[Records of labeled boxes]
:::
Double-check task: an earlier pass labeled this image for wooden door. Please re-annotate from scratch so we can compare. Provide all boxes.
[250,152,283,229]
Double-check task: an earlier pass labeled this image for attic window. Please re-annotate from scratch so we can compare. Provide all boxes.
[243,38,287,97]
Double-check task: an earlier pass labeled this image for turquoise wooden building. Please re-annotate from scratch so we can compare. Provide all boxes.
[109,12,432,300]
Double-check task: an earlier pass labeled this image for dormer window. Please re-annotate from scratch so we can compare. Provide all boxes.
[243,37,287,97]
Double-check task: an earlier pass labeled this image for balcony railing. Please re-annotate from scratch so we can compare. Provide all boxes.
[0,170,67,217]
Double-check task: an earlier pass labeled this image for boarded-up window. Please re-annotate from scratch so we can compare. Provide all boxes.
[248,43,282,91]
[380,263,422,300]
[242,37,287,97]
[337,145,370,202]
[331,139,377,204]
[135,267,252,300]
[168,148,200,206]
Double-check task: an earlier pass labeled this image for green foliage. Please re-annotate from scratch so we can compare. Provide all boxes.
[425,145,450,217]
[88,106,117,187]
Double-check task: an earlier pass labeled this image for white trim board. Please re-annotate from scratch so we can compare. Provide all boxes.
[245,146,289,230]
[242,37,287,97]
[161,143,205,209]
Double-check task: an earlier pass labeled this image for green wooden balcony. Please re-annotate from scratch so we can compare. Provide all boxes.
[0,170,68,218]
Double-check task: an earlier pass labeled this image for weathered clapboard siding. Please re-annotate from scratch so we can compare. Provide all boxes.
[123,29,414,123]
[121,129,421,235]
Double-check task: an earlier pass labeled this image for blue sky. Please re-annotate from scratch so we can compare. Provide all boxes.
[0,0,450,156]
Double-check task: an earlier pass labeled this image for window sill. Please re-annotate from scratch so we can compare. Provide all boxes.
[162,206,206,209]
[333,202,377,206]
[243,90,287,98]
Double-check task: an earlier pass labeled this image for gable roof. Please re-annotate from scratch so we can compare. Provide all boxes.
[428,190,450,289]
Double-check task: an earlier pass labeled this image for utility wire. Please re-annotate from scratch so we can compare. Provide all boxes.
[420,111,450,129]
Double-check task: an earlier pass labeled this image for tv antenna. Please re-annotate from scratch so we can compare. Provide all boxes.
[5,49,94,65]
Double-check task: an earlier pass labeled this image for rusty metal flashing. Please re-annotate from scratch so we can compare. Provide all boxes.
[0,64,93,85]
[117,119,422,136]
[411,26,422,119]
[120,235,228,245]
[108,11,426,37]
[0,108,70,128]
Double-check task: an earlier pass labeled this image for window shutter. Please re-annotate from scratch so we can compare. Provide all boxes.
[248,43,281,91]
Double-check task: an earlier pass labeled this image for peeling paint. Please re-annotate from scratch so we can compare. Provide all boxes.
:::
- _Task requirements_:
Can you render all of the rows above as a JSON list of strings, with one string per line and no blank lines?

- _Answer to this task_:
[
  "Double-check task: an earlier pass labeled this image for wooden door. Please re-annotate from scratch so we can compare. Provide all boxes.",
  "[250,152,283,229]",
  "Double-check task: an earlier pass labeled this image for attic window. Please re-annotate from scratch so we can compare. Provide all boxes.",
  "[243,38,287,97]",
  "Double-check task: an earlier pass labeled this image for turquoise wooden building. Please re-annotate from scratch so we can compare. Provide all boxes.",
  "[109,12,432,300]",
  "Double-check task: an earlier pass labeled this image for dormer window. Please re-annotate from scratch so we can compare. Provide all boxes.",
  "[243,37,287,97]",
  "Double-check task: an earlier pass labeled this image for balcony railing. Please re-annotate from scratch so we can compare. Provide all boxes.",
  "[0,170,67,217]",
  "Double-check task: an earlier pass labeled this image for boarded-up window. Please re-annotate from scratch so we can compare. Provide all boxes.",
  "[248,43,282,91]",
  "[380,263,422,300]",
  "[242,37,287,97]",
  "[337,145,370,202]",
  "[331,139,377,204]",
  "[135,267,252,300]",
  "[168,148,200,206]",
  "Double-check task: an earlier pass labeled this image for green foliage. Please re-annotate from scratch so we can compare. Provide all boxes.",
  "[425,145,450,217]",
  "[88,106,117,187]",
  "Double-check task: an earlier pass labeled this image for white trim board. Please re-annotate from scratch so we can compare. Provide all boxes.",
  "[245,146,289,230]",
  "[242,37,287,97]",
  "[161,143,205,209]",
  "Double-check task: an earlier pass labeled this image for green wooden balcony. Please re-annotate from scratch so we can compare. Provide all boxes.",
  "[0,170,68,218]",
  "Double-check task: an earlier pass labeled this image for weathered clapboard siding. Please re-annotate from scratch so we can compare. Provide all boxes.",
  "[123,29,414,123]",
  "[121,129,421,235]",
  "Double-check task: an earlier pass labeled this image for blue sky. Please re-annotate from scratch so we can compare. Provide all boxes.",
  "[0,0,450,156]",
  "Double-check task: an earlier pass labeled this image for window sill. Please re-annotate from scratch so we can compare. Provide all boxes.",
  "[162,206,206,209]",
  "[333,202,377,206]",
  "[243,90,287,98]",
  "Double-check task: an earlier pass labeled this image for gable roof. Please re-annotate from scratch so we can compare. Provide all boxes.",
  "[428,190,450,289]",
  "Double-check task: an earlier pass labeled this image for utility wire. Please re-annotate from scratch so we can compare. Provide all boxes.",
  "[420,111,450,129]",
  "Double-check task: an earlier pass labeled this image for tv antenna. Please re-annotate from scratch so we can compare. Provide all boxes.",
  "[5,49,94,65]",
  "Double-check task: an earlier pass labeled this image for rusty metal flashing. Please re-annotate from scratch so we can compare. Provide all boxes.",
  "[0,64,93,85]",
  "[117,119,422,136]",
  "[411,26,422,119]",
  "[120,235,228,245]",
  "[108,11,426,37]",
  "[0,108,70,128]",
  "Double-check task: an earlier pass labeled this image for window shutter. Please re-annotate from scratch so we can compare. Provide all boxes.",
  "[248,43,281,91]",
  "Double-check task: an earlier pass labeled this image for peeling paint. Please re-annotate from scratch so we can compare. Provide all boxes."
]